EXERCISE DESCRIPTION: Make an exact copy of every entry, from the first line to the last.

GIVEN ENTRIES:
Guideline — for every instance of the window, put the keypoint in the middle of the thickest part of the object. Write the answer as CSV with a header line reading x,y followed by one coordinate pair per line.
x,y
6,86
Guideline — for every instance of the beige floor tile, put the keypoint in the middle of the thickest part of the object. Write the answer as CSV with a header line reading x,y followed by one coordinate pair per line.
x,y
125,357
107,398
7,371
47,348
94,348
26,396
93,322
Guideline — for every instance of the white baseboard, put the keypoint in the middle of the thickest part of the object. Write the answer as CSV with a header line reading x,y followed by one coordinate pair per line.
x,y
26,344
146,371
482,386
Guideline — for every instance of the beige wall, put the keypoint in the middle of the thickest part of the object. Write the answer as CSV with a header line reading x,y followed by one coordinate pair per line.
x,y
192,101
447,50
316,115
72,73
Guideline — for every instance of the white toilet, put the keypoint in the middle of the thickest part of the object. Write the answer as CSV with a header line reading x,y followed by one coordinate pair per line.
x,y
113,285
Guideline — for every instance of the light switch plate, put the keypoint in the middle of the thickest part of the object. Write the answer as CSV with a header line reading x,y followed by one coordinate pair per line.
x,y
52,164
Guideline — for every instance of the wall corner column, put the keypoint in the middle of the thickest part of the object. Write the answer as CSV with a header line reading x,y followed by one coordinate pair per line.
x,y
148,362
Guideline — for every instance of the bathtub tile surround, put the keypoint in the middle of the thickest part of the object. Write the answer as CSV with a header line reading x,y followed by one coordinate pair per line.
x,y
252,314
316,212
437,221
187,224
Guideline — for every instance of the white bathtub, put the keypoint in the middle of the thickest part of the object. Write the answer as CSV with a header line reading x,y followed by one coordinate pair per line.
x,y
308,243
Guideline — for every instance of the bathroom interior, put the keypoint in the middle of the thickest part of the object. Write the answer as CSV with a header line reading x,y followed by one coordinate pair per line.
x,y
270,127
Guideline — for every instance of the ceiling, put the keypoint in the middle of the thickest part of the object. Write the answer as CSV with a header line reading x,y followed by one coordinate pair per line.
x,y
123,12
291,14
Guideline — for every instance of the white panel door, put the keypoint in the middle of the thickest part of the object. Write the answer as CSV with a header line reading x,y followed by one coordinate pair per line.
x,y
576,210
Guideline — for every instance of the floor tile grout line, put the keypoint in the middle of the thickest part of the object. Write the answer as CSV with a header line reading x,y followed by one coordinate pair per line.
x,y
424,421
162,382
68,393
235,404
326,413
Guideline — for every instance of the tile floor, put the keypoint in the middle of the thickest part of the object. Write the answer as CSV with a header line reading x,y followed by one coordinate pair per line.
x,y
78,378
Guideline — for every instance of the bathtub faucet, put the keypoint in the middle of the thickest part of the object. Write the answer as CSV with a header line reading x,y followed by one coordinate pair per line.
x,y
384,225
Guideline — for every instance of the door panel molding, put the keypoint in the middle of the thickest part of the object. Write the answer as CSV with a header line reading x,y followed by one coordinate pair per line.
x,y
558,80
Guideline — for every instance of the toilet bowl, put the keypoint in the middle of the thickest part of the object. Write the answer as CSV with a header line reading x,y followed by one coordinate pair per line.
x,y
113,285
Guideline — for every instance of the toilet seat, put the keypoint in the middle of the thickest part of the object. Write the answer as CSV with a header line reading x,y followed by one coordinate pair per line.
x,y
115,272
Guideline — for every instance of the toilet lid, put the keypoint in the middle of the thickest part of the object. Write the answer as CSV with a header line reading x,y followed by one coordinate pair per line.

ANSWER SECTION:
Guideline — for every instance of the window, put the keypoint in the middle of the thickest part of the object. Write the answer as CSV with a header line reading x,y followed by one coordinate pair per line.
x,y
6,86
Guideline — for every instance of the beige floor tile, put the keypoint in the middle of the thickest part of the object. Write the answer as CSV with a header line reading x,y followed by one coordinate pair per line.
x,y
125,357
107,398
7,371
47,348
94,348
26,396
93,322
Guideline — for every instance of the white baseboard, put the keypoint in the middle of the thickest part of the object. Write the answer as CSV with a header line reading x,y followed by one coordinate pair per line.
x,y
26,344
146,371
482,386
Guideline — for every instance of the beige wall, put the keypoint in the middle of the thickest part of the object. Write the answer as CSV with a header line reading x,y followed by one coordinate pair per line.
x,y
192,101
447,50
316,115
72,73
Guideline — for every instance of the white toilet, put the keypoint in the middle of the thickest part of the object. Write the answer as CSV with a header line reading x,y followed by one coordinate pair per line.
x,y
113,285
Guideline — for every instance of the light switch plate, put the keypoint in the middle of the thickest part of the object. Write the answer as CSV with a header line reading x,y followed by one coordinate pair per line.
x,y
52,164
Guideline — for every instance of the wall corner column, put the keypoint in the middle of the thickest part of the object. Write the answer as CSV with a header line reading x,y followed by one coordinate pair per line.
x,y
148,362
Guideline — for every instance of the bathtub tile surround, put the keypoint in the middle of the thickest part of the object. Write the answer as CSV with a header line reading x,y followed by one coordinate pair per line.
x,y
252,314
316,212
437,221
187,224
Guideline — for every instance of the white bathtub, put the keypoint in the middle of the thickest part of the object. Write the answer as CSV with a header line reading x,y followed by one coordinate pair per line.
x,y
308,243
Guideline — for every instance of the bathroom interior, put the keypoint in the middle of the thickest part of the object. Write the answer as CSV with a header line reading x,y followed by one coordinate pair per line.
x,y
270,127
Guideline — for every instance of the ceiling, put the keypoint in the middle of the thickest part of the object. Write the answer as CSV with a header line reading x,y followed by one coordinate pair per line.
x,y
123,12
291,14
Guideline — for every instance of the white panel door, put the keypoint in the middle of the thickest part of the object. Write the answer as CSV with a header line reading x,y followed by one coordinate pair per line.
x,y
576,210
Guideline — for every instance of the floor tile grout line, put the keypoint in the middle of the thickest part of the object. Write the answer as CSV with a header line reading x,y followed by one coordinate pair per line.
x,y
424,421
162,382
68,393
235,404
326,413
Guideline — for every instance of the tile floor, put the keypoint in the middle of the thickest part of the object. Write the answer as CSV with a header line reading x,y followed by one coordinate pair per line.
x,y
78,378
Guideline — for every instance of the bathtub faucet, put the keypoint in the middle of the thickest part of the object. Write the answer as CSV with a header line reading x,y followed by one coordinate pair per line.
x,y
384,225
Guideline — for every instance of the door panel molding, put the keypoint in the middle of the thickest part of the object. Write the answer as CSV with a header line reading x,y followed by one coordinate pair per line.
x,y
558,80
Guideline — for every instance of the toilet bowl, put the keypoint in the middle of the thickest part of the object. Write the answer as CSV with a header line reading x,y followed by one coordinate pair per line.
x,y
113,285
Guideline — for every instance of the toilet seat, put the keypoint in the middle of the thickest part of the object. Write the answer as CSV with a header line reading x,y followed by one coordinate pair per line.
x,y
115,272
Guideline — for every instance of the toilet lid, put the keypoint in the middle of the thickest part of the object. Write the answer as CSV with a header line reading x,y followed by one coordinate pair per line.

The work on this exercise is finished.